WORK INSTRUCTIONS -> Transcribe the material below line for line, without any changes, and omit the pictures from your copy.

[Data extracted from a collection]
────────
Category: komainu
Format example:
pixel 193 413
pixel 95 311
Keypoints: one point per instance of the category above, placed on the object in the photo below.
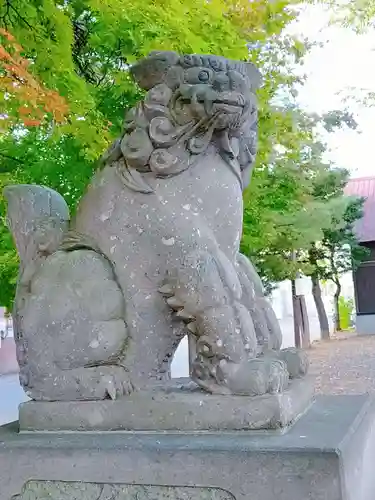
pixel 152 254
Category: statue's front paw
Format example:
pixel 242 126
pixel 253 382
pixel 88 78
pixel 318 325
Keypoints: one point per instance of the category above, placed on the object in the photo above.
pixel 296 360
pixel 254 377
pixel 111 382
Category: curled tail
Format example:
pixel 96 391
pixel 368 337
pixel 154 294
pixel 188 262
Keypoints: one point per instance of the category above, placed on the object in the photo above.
pixel 37 218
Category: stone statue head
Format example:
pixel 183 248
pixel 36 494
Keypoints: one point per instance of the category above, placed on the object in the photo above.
pixel 193 102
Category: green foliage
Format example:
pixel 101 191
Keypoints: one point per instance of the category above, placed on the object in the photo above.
pixel 81 49
pixel 346 307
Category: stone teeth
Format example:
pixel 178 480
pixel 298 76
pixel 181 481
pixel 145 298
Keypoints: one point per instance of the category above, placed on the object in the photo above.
pixel 166 290
pixel 183 314
pixel 192 327
pixel 174 303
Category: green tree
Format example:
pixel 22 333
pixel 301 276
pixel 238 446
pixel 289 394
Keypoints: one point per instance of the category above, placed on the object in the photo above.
pixel 81 50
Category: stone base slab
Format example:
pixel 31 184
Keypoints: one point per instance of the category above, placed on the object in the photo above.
pixel 180 406
pixel 328 454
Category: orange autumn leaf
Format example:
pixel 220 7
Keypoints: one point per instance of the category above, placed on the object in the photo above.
pixel 36 102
────────
RESULT OF THE TASK ->
Category: komainu
Format example:
pixel 193 413
pixel 95 311
Keypoints: one point per instance of the category above, placed on the object in the photo below.
pixel 152 254
Category: statue's front paw
Format example:
pixel 242 126
pixel 253 382
pixel 88 78
pixel 318 325
Keypoints: one point per instance of the category above, placed on the object in the photo above.
pixel 296 360
pixel 254 377
pixel 111 382
Category: curled tail
Format example:
pixel 96 391
pixel 368 337
pixel 154 294
pixel 188 262
Keypoints: one point per instance of the category above, placed on the object in the photo above.
pixel 37 218
Category: stone statue head
Format example:
pixel 183 248
pixel 36 494
Keypoints: one point per instance of the category above, placed on the object in the photo above.
pixel 193 102
Category: green foliage
Format example:
pixel 101 191
Keypoints: one point per instance of the category above, placed on the object in the photo above.
pixel 81 49
pixel 346 307
Category: stone teeth
Format example:
pixel 178 480
pixel 298 76
pixel 181 481
pixel 145 298
Keypoints: one point per instance of the category above, placed on the object in the photo above.
pixel 166 290
pixel 183 314
pixel 192 327
pixel 174 303
Category: green tree
Format example:
pixel 22 333
pixel 301 276
pixel 238 446
pixel 289 394
Keypoints: one point per instance of the category above, placed on the object in the photo above.
pixel 81 50
Category: stone base slab
Format example:
pixel 31 184
Keypoints: one point per instance of the category above, placed on the object in the photo above.
pixel 180 406
pixel 328 454
Category: orange autumn leaf
Format example:
pixel 220 7
Keypoints: one point per instance of the category above, placed on the object in the photo above.
pixel 36 102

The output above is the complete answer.